**Problem description:**
Exact copies of all the records are to be printed.

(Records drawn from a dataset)
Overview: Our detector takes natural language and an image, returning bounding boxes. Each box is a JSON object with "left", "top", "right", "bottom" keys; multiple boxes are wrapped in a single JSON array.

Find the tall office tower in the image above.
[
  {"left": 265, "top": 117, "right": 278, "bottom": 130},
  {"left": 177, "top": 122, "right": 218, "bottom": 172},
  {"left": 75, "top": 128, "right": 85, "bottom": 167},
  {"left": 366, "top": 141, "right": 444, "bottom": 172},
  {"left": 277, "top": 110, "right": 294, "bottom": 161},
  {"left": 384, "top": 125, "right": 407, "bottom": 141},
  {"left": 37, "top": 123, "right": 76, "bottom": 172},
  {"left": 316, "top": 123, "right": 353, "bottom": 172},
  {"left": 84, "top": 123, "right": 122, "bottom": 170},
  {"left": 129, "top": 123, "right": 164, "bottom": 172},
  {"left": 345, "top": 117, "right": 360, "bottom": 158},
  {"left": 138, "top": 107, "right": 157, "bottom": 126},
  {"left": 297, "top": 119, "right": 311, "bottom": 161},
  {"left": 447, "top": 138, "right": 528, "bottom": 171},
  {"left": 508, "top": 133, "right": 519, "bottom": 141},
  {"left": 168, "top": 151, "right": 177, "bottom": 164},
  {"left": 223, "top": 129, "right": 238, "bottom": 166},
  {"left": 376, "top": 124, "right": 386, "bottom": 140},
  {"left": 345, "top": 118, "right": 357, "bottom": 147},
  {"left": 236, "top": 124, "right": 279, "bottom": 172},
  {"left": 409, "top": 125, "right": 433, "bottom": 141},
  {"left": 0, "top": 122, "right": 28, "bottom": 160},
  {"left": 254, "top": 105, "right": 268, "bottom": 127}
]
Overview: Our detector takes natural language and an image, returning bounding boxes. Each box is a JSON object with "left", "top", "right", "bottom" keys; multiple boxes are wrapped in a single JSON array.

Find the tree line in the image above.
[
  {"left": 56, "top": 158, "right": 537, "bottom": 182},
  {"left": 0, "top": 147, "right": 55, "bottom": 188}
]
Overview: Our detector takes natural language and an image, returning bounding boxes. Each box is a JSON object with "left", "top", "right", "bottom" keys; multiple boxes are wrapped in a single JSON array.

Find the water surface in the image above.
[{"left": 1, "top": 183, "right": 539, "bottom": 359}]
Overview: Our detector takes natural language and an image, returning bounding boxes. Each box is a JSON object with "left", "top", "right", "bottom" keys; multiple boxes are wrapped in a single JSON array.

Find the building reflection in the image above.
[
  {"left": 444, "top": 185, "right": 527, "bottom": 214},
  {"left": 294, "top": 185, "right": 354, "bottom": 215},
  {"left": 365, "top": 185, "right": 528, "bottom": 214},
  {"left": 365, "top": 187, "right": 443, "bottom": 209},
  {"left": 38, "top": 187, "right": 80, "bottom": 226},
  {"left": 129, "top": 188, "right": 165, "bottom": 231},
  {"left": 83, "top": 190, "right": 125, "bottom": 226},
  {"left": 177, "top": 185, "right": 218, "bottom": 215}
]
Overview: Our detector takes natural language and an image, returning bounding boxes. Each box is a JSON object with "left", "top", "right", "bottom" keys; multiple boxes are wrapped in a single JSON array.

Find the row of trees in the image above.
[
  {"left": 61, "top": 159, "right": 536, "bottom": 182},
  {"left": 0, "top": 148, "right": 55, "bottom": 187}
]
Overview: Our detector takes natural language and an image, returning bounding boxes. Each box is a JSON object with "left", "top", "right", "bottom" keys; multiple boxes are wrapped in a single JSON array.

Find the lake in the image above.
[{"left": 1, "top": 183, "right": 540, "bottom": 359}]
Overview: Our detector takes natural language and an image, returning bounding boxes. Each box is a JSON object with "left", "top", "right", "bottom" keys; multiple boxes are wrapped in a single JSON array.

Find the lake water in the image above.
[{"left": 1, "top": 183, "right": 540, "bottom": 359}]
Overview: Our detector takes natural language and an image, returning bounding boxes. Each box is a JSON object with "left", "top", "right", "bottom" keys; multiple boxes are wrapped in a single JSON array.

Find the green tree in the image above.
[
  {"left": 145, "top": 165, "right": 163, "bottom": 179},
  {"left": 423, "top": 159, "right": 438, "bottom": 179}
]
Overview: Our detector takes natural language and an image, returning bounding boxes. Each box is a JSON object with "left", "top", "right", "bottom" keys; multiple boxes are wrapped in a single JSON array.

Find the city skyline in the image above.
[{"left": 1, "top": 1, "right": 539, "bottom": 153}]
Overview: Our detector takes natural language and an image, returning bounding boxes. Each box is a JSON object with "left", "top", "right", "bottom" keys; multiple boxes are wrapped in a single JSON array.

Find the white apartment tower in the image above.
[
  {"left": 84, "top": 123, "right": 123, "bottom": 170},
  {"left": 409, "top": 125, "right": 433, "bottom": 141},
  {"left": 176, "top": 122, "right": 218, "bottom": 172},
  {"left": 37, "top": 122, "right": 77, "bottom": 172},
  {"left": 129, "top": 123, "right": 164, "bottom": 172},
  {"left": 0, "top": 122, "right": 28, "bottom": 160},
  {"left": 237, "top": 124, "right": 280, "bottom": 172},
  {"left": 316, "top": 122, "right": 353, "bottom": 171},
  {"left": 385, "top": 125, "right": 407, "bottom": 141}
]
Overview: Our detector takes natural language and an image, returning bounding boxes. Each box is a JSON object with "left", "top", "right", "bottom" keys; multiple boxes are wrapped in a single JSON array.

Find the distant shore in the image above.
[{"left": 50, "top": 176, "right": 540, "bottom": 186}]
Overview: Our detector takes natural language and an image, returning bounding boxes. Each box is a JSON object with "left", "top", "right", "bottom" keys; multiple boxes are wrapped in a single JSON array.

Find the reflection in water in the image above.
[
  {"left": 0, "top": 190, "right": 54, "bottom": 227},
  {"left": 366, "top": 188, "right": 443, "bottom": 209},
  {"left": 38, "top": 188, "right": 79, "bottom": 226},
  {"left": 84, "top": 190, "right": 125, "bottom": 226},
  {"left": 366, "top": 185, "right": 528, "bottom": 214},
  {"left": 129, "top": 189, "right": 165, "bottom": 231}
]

**Answer box:**
Overview: Our detector takes natural language and an image, returning bounding boxes. Each box is a JSON object with "left", "top", "right", "bottom" keys; multiple boxes are wrapped in a single JSON array.

Find the tall office tower in the image above.
[
  {"left": 265, "top": 117, "right": 278, "bottom": 130},
  {"left": 177, "top": 122, "right": 218, "bottom": 172},
  {"left": 75, "top": 128, "right": 85, "bottom": 167},
  {"left": 366, "top": 141, "right": 444, "bottom": 172},
  {"left": 277, "top": 110, "right": 294, "bottom": 161},
  {"left": 384, "top": 125, "right": 407, "bottom": 141},
  {"left": 37, "top": 123, "right": 76, "bottom": 172},
  {"left": 316, "top": 123, "right": 353, "bottom": 172},
  {"left": 84, "top": 123, "right": 122, "bottom": 170},
  {"left": 129, "top": 123, "right": 164, "bottom": 172},
  {"left": 345, "top": 117, "right": 360, "bottom": 158},
  {"left": 138, "top": 107, "right": 157, "bottom": 126},
  {"left": 297, "top": 119, "right": 311, "bottom": 161},
  {"left": 447, "top": 138, "right": 528, "bottom": 171},
  {"left": 508, "top": 133, "right": 519, "bottom": 141},
  {"left": 168, "top": 151, "right": 177, "bottom": 164},
  {"left": 223, "top": 129, "right": 238, "bottom": 166},
  {"left": 376, "top": 124, "right": 386, "bottom": 140},
  {"left": 345, "top": 118, "right": 357, "bottom": 147},
  {"left": 236, "top": 124, "right": 279, "bottom": 172},
  {"left": 409, "top": 125, "right": 433, "bottom": 141},
  {"left": 0, "top": 122, "right": 28, "bottom": 160},
  {"left": 254, "top": 105, "right": 268, "bottom": 127}
]
Overview: Our detector takes natural language and an image, returning bounding boxes. Each box is a JSON object with "left", "top", "right", "bottom" keys; multiple boxes are wrapped in a single JSON array.

Find the tree line in the image above.
[
  {"left": 56, "top": 158, "right": 537, "bottom": 182},
  {"left": 0, "top": 147, "right": 55, "bottom": 188}
]
Overview: Our detector takes natural language and an image, returning bounding boxes. Each box is a JSON object with "left", "top", "right", "bottom" keys; multiple boxes are wrapped in a single JSON array.

Find the water surface in the image above.
[{"left": 1, "top": 183, "right": 539, "bottom": 359}]
Overview: Our detector takes natural language and an image, returning bounding boxes. Each box is a JSON object with "left", "top", "right", "bottom" keys; multiple boxes are wrapped in a single JSON array.

Find the building reflection in the image above.
[
  {"left": 444, "top": 185, "right": 527, "bottom": 214},
  {"left": 294, "top": 185, "right": 354, "bottom": 215},
  {"left": 365, "top": 185, "right": 528, "bottom": 214},
  {"left": 365, "top": 187, "right": 443, "bottom": 209},
  {"left": 38, "top": 187, "right": 80, "bottom": 226},
  {"left": 129, "top": 188, "right": 165, "bottom": 231},
  {"left": 83, "top": 190, "right": 125, "bottom": 226},
  {"left": 177, "top": 185, "right": 218, "bottom": 215}
]
Overview: Our detector takes natural language and an image, returning bounding boxes. Each box is a JSON object with "left", "top", "right", "bottom" keys; multiple boxes are wrapped in a single JSON array.

Find the row of trees in the image above.
[
  {"left": 61, "top": 159, "right": 536, "bottom": 182},
  {"left": 0, "top": 148, "right": 55, "bottom": 187}
]
Overview: Our detector takes natural language and an image, returning bounding boxes. Each box is a JSON object with "left", "top", "right", "bottom" keys; multiple boxes are wrapped in a single JSON array.

Find the lake in the image above.
[{"left": 1, "top": 183, "right": 540, "bottom": 359}]
Overview: Our detector takes natural language and an image, returning bounding boxes. Each box is a JSON object with "left", "top", "right", "bottom" keys; multiple boxes are wrapped in a single JSON array.

Find the lake water in the image above.
[{"left": 1, "top": 183, "right": 540, "bottom": 359}]
Overview: Our detector takes natural language and an image, returning bounding boxes. Each box is a JSON object with "left", "top", "right", "bottom" keys; multiple boxes are wrapped in a single JSON array.

Find the green tree in the image above.
[
  {"left": 145, "top": 165, "right": 163, "bottom": 179},
  {"left": 423, "top": 159, "right": 438, "bottom": 179}
]
Overview: Our detector takes natural language and an image, returning bounding boxes. Each box is a JSON object with "left", "top", "right", "bottom" keys; multiple boxes are wrapped in a single JSON array.

Find the city skyline in the image above.
[{"left": 1, "top": 1, "right": 539, "bottom": 153}]
Overview: Our detector takes natural language and an image, returning bounding boxes. Each box is a JSON object with "left", "top", "right", "bottom" keys; multiple boxes are wrapped in a single JSON array.

Find the white apartment tower in the image above.
[
  {"left": 84, "top": 123, "right": 123, "bottom": 170},
  {"left": 409, "top": 125, "right": 433, "bottom": 141},
  {"left": 176, "top": 122, "right": 218, "bottom": 172},
  {"left": 37, "top": 122, "right": 77, "bottom": 172},
  {"left": 129, "top": 123, "right": 164, "bottom": 172},
  {"left": 0, "top": 122, "right": 28, "bottom": 160},
  {"left": 237, "top": 124, "right": 280, "bottom": 172},
  {"left": 316, "top": 122, "right": 353, "bottom": 171},
  {"left": 385, "top": 125, "right": 407, "bottom": 141}
]
Overview: Our detector takes natural language and an image, returning bounding boxes. Each box is a JSON object with "left", "top", "right", "bottom" keys; multiple boxes are wrapped in a single JSON array.

Find the distant shore in the image above.
[{"left": 50, "top": 176, "right": 540, "bottom": 186}]
Overview: Our detector takes natural language and an image, returning bounding boxes. Each box is a JSON object with "left", "top", "right", "bottom" keys; multiple boxes are wrapped in a single JSON array.

Find the reflection in water in the image above.
[
  {"left": 0, "top": 190, "right": 54, "bottom": 227},
  {"left": 366, "top": 188, "right": 443, "bottom": 209},
  {"left": 38, "top": 188, "right": 79, "bottom": 226},
  {"left": 84, "top": 190, "right": 125, "bottom": 226},
  {"left": 366, "top": 185, "right": 528, "bottom": 214},
  {"left": 129, "top": 189, "right": 165, "bottom": 231}
]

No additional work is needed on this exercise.